• _AIM_:
Arrange the records as a numbered list, taking everything from their first line down through the line containing "Each instance of" and leaving out any blank lines.

** start of GIVEN ENTRIES **

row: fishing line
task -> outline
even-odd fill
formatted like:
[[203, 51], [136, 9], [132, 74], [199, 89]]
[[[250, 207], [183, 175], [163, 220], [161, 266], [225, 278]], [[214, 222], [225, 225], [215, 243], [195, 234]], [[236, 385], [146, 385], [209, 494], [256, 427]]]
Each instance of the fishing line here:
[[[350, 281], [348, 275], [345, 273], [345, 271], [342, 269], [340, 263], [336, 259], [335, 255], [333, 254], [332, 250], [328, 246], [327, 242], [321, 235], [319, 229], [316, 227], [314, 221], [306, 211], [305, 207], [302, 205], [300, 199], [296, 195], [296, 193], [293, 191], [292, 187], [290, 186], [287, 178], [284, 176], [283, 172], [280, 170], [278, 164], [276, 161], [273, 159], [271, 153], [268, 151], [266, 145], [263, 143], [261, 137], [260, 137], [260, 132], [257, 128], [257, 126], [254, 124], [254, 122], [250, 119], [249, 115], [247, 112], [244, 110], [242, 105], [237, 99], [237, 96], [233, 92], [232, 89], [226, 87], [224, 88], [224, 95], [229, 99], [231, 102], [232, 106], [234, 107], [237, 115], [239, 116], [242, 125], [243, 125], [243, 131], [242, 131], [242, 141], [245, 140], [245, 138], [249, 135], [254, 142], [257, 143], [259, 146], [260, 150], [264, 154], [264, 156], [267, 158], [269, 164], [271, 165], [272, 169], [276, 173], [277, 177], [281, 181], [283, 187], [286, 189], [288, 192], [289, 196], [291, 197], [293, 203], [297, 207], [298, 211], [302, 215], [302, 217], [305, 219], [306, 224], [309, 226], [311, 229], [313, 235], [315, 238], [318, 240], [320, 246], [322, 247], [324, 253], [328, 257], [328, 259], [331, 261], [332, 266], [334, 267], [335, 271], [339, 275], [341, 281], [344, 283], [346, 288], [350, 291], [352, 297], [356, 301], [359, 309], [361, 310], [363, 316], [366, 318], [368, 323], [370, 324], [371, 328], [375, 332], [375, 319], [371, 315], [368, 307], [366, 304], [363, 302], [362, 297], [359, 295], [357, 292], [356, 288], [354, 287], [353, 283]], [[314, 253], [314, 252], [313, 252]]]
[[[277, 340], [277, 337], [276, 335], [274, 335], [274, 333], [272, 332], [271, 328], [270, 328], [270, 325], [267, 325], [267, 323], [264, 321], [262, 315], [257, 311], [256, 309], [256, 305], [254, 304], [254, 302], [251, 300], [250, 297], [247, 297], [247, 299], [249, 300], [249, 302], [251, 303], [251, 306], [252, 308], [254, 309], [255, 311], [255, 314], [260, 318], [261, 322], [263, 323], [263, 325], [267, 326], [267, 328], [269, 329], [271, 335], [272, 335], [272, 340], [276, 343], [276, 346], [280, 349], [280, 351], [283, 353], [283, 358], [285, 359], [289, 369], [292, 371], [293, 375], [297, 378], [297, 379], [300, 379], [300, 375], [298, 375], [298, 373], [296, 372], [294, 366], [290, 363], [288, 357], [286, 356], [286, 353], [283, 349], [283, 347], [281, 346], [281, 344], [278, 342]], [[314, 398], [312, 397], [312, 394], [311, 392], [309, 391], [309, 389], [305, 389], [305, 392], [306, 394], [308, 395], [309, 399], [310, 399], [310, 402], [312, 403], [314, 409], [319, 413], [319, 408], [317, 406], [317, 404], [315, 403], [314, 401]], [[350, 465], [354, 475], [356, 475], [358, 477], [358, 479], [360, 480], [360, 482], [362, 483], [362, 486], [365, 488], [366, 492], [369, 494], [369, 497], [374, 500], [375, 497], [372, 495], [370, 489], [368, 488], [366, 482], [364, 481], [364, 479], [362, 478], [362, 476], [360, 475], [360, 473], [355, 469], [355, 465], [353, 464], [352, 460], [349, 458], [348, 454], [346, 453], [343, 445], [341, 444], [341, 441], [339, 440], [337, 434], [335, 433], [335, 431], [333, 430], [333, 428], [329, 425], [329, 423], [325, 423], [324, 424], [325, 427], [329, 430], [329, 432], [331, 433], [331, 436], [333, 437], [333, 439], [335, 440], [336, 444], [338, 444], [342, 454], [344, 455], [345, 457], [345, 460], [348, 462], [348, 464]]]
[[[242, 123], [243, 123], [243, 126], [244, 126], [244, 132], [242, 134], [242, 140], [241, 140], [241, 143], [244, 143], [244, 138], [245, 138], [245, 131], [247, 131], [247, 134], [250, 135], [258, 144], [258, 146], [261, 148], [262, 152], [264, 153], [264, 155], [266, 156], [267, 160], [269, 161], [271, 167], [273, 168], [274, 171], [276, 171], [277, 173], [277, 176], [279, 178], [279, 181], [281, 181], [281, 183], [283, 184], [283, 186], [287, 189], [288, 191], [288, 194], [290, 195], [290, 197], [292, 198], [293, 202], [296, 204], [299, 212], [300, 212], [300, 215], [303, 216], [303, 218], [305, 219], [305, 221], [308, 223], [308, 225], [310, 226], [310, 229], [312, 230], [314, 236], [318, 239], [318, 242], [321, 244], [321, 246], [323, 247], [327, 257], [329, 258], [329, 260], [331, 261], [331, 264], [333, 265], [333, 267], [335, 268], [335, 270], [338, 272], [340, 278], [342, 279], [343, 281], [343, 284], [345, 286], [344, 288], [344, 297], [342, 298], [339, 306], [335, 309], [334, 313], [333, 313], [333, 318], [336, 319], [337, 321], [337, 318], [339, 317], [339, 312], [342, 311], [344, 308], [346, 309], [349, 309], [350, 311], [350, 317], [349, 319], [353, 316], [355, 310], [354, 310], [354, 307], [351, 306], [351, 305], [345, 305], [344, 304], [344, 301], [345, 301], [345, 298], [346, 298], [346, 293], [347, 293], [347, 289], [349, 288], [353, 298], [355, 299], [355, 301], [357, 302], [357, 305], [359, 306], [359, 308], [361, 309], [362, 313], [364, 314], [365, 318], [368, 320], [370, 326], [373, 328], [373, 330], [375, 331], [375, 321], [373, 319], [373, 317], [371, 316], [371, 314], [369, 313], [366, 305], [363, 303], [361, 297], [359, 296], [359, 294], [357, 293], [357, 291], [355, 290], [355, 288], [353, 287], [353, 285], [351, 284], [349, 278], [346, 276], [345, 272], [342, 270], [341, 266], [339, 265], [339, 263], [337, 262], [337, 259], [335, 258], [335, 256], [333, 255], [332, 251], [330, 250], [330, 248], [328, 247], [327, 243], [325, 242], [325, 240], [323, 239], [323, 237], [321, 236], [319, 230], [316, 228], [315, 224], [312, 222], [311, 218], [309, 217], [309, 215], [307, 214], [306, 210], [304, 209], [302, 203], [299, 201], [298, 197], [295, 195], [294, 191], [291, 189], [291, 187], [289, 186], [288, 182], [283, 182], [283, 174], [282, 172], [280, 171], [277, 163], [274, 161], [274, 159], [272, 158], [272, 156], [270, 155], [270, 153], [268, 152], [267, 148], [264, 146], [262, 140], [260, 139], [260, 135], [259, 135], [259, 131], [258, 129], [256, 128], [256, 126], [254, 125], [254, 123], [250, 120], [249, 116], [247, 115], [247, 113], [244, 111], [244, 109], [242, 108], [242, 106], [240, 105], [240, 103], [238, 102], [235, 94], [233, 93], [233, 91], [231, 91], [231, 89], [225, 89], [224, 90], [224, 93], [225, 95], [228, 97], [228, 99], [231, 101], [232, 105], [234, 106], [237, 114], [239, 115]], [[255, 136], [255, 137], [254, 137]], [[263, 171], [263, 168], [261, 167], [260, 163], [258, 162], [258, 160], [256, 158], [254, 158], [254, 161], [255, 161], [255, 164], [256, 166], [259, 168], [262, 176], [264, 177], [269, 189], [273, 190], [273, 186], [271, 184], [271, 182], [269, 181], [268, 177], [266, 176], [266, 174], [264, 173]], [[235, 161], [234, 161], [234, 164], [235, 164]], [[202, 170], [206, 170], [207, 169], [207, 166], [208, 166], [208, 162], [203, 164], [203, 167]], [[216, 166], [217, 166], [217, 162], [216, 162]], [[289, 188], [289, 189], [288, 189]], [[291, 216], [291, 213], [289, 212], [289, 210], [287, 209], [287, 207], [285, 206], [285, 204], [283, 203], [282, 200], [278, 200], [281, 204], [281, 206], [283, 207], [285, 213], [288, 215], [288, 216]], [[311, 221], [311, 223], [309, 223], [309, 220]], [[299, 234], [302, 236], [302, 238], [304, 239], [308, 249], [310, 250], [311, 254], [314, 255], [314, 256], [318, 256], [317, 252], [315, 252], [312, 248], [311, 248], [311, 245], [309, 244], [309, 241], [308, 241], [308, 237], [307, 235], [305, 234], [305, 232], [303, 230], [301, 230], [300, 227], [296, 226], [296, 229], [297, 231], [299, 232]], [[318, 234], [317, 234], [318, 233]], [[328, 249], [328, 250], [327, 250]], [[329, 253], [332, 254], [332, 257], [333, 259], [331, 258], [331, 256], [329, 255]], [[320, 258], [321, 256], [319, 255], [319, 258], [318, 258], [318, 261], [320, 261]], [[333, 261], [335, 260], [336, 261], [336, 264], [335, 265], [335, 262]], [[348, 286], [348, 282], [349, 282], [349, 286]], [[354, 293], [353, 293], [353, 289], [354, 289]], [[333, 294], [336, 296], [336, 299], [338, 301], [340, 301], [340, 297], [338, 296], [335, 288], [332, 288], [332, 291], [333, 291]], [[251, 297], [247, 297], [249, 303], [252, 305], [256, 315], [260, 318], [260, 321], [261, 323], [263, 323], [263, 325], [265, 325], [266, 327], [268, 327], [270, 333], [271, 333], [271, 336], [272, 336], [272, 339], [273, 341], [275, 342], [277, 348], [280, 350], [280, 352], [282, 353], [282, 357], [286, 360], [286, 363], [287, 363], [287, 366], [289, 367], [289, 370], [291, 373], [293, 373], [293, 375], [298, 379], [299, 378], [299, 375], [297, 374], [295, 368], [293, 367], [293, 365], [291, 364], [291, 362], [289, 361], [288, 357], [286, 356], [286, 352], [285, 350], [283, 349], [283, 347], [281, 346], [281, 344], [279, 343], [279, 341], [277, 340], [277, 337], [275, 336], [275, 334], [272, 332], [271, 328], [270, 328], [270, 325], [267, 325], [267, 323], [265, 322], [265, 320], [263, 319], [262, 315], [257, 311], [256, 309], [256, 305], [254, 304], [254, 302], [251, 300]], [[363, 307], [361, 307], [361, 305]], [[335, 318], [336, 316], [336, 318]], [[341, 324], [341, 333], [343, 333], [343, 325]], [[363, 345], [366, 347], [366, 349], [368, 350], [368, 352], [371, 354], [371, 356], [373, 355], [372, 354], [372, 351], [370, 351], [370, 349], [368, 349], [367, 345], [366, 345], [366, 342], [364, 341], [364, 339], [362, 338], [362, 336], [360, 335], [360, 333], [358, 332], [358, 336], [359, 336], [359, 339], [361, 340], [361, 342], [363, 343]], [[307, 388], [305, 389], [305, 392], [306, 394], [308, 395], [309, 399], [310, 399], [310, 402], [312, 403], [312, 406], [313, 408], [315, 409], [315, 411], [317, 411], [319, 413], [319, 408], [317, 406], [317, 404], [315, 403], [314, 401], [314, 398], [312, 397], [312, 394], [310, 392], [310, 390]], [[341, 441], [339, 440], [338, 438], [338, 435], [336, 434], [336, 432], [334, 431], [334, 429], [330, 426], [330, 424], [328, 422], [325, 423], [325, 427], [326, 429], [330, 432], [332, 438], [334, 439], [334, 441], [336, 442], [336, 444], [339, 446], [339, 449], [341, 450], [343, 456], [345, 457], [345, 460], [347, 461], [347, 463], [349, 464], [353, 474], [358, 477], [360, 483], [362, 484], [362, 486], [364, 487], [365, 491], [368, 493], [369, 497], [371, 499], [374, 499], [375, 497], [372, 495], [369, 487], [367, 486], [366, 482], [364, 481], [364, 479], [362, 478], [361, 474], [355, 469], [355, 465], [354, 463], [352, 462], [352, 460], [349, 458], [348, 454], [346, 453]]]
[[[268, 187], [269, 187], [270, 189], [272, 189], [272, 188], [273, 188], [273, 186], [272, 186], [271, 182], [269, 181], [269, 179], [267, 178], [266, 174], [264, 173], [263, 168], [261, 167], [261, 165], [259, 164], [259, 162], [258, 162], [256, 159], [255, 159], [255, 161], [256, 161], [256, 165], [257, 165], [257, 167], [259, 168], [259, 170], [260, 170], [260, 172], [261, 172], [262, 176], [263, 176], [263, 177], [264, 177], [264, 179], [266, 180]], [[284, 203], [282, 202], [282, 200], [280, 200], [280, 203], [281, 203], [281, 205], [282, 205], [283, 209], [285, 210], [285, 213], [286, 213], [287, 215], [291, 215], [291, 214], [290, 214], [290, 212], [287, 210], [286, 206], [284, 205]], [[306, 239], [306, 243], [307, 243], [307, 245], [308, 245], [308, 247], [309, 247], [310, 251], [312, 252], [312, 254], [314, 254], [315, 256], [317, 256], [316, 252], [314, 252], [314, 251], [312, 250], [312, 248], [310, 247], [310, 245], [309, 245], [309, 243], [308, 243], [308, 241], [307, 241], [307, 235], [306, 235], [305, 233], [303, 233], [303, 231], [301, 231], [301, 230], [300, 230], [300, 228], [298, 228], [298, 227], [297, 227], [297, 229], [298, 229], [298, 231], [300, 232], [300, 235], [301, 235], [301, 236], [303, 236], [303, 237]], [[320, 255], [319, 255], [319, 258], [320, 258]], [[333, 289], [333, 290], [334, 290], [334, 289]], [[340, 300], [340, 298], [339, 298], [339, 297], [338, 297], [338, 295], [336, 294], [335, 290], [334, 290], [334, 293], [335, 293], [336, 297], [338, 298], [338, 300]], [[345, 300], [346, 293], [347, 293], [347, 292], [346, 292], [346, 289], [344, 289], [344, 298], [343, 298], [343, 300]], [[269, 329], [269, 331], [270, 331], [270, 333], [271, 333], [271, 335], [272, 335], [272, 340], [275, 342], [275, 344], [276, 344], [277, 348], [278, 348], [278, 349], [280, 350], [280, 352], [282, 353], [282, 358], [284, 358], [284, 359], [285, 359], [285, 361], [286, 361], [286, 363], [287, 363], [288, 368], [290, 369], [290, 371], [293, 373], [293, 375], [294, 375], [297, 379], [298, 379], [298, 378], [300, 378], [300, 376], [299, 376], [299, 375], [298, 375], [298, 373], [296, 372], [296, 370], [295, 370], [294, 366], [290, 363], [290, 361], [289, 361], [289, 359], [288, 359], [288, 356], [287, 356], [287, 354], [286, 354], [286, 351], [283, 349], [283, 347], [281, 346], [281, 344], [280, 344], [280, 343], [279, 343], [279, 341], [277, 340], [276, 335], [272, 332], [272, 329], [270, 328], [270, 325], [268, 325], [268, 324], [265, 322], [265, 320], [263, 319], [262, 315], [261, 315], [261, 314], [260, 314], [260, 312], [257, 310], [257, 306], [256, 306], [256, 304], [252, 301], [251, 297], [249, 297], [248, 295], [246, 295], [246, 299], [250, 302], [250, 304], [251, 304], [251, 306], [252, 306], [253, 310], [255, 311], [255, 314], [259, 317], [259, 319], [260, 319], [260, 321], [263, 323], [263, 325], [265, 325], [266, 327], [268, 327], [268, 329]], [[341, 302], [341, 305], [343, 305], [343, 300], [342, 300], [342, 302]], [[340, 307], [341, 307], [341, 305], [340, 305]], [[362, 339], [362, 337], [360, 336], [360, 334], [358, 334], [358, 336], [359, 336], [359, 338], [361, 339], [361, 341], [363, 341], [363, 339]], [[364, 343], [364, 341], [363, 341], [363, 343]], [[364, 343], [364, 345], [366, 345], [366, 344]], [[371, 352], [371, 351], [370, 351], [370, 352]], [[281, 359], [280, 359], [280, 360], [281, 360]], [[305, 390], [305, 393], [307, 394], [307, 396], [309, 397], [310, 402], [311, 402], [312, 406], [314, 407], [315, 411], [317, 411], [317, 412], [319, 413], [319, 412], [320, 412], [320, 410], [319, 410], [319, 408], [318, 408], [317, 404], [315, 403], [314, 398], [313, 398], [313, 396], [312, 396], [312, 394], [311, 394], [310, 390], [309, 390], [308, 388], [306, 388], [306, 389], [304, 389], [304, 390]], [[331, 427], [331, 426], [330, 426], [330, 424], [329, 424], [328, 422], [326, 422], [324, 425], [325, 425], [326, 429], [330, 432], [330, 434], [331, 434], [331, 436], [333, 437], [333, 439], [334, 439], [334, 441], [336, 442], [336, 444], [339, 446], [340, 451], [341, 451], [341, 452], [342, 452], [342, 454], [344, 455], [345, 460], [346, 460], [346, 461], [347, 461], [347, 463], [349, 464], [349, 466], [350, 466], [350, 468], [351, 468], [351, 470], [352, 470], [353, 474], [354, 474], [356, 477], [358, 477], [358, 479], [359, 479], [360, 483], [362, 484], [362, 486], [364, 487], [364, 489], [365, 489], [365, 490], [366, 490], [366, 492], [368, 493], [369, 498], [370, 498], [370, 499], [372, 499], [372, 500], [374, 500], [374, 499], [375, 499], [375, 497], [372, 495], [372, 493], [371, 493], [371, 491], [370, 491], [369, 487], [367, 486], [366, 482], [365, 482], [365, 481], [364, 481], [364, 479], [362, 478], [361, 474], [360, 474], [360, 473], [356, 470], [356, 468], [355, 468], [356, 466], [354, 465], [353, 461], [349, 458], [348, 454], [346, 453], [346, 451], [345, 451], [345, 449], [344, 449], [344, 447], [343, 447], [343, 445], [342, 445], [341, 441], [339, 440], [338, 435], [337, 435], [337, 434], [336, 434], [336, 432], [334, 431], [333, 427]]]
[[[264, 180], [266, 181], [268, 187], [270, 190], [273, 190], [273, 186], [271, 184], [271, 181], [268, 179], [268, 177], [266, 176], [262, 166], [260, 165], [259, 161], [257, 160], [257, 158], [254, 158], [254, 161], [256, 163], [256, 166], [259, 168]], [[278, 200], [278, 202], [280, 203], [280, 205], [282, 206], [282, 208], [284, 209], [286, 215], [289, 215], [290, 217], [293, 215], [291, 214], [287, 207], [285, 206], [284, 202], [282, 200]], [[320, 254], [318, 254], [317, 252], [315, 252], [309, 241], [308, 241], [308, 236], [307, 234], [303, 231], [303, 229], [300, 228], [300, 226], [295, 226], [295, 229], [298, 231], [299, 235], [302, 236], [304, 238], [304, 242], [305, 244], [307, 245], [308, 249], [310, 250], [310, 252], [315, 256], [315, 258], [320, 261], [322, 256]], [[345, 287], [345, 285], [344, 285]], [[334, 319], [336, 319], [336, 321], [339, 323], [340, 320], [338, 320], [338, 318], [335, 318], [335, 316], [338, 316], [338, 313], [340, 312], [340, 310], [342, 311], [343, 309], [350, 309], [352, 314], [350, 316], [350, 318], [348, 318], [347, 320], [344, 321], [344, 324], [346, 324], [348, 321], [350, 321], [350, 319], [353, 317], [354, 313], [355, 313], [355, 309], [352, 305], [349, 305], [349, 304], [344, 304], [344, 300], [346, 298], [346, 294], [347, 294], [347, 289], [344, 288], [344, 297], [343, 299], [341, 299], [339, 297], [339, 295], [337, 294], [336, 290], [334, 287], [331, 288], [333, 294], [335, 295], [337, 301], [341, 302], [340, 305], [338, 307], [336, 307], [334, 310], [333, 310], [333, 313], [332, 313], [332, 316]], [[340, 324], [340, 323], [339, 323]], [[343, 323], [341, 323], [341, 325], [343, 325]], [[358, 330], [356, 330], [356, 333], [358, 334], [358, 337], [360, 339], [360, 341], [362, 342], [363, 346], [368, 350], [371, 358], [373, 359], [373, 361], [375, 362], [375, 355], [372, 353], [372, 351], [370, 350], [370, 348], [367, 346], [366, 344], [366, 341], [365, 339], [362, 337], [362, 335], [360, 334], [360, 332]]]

** end of GIVEN ENTRIES **

• _TASK OUTPUT_:
1. row: fishing line
2. task -> outline
3. even-odd fill
4. formatted like:
5. [[203, 51], [136, 9], [132, 74], [199, 89]]
6. [[[250, 207], [183, 175], [163, 220], [161, 266], [225, 278]], [[214, 222], [225, 225], [215, 243], [195, 234]], [[236, 385], [146, 385], [209, 494], [256, 427]]]
7. Each instance of the fishing line here:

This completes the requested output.